§ **THE EXERCISE**:
Format the entries below as a single numbered list with one line per number, and drop any blank lines.

§ **DATA TO USE**:

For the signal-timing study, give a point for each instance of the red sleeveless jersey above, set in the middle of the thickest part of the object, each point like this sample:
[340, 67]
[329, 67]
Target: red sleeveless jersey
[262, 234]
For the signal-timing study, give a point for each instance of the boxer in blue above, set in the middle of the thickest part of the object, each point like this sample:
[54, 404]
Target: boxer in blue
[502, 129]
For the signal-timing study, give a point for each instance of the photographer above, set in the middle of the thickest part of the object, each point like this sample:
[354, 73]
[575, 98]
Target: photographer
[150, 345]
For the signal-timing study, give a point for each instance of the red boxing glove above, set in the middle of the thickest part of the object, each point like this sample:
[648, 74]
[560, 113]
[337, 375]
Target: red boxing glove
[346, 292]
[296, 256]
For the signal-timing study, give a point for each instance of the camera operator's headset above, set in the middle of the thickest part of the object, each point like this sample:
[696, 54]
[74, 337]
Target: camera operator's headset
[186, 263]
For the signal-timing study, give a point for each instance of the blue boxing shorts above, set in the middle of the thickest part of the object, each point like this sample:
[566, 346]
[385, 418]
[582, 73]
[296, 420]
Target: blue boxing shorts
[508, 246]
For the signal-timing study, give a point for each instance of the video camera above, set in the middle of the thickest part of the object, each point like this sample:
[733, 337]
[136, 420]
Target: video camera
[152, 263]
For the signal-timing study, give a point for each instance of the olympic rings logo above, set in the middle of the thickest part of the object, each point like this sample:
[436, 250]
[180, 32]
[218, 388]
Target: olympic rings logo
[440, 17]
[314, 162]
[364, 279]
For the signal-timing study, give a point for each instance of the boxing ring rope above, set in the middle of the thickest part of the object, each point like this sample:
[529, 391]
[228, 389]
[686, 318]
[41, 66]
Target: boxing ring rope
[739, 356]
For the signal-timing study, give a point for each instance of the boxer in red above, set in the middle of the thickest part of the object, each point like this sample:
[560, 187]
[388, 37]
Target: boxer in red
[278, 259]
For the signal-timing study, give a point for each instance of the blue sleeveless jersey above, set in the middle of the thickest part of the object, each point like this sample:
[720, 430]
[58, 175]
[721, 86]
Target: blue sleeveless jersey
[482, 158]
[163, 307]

§ **WRITTEN REPLY**:
1. For the signal-timing study, give a point for each instance of the red sleeveless jersey above, set in the middle of the thickest part of the object, each point like this sample:
2. [340, 67]
3. [329, 67]
4. Target: red sleeveless jersey
5. [262, 234]
6. For the signal-timing study, give a point for each instance of the boxer in blue above, set in the middle of the thickest part of the object, each point like this sample:
7. [54, 404]
8. Target: boxer in blue
9. [502, 129]
10. For the signal-timing study, give a point for each instance of the photographer above, set in the middle of the thickest part of the object, each point like this sample:
11. [354, 73]
12. [575, 98]
13. Target: photographer
14. [150, 345]
15. For the signal-timing study, give a point for each instance of the red boxing glove above, set in the middle of the thickest part of the object, each point like this sample:
16. [648, 74]
17. [560, 113]
18. [337, 375]
19. Target: red boxing glove
20. [346, 292]
21. [296, 256]
22. For the signal-timing study, give a point for each instance of the camera operator's headset above, set in the middle of the thickest part of the object, each point like this sample:
23. [696, 54]
24. [74, 337]
25. Target: camera operator's headset
26. [186, 263]
27. For the signal-timing study, give a point for each instance of the blue boxing shorts above, set in the middle of the thickest part of the object, each point like this sample:
28. [566, 346]
29. [385, 418]
30. [582, 73]
31. [296, 420]
32. Target: blue boxing shorts
33. [508, 246]
34. For the signal-timing study, give a point for each instance of the video camera above, set in the middle of the thickest part of the object, each point like this sample:
35. [733, 337]
36. [136, 420]
37. Target: video camera
38. [152, 263]
39. For the signal-timing study, give a point for each instance of the olympic rings logo above, set in the middle of the thickest part of the object, each point like this sample:
40. [436, 250]
41. [180, 32]
42. [218, 388]
43. Target: olympic rings logo
44. [440, 17]
45. [314, 162]
46. [364, 279]
47. For the signal-timing study, give a point for each instance of the boxing ring rope above, set in the middle of the thickest part of the object, each point like this sample:
48. [529, 391]
49. [228, 389]
50. [686, 318]
51. [41, 66]
52. Target: boxing ring rope
53. [739, 356]
54. For the signal-timing study, give a point for each instance of the boxer in red above, set in the middle of the thickest part of the object, each point like this sample:
55. [560, 187]
56. [388, 37]
57. Target: boxer in red
58. [278, 259]
59. For the signal-timing study, give a point for each instance of the blue sleeveless jersey above, set in the middle of the thickest part of the object, each point like this sample:
60. [720, 430]
61. [58, 175]
62. [721, 86]
63. Target: blue sleeveless jersey
64. [482, 158]
65. [163, 307]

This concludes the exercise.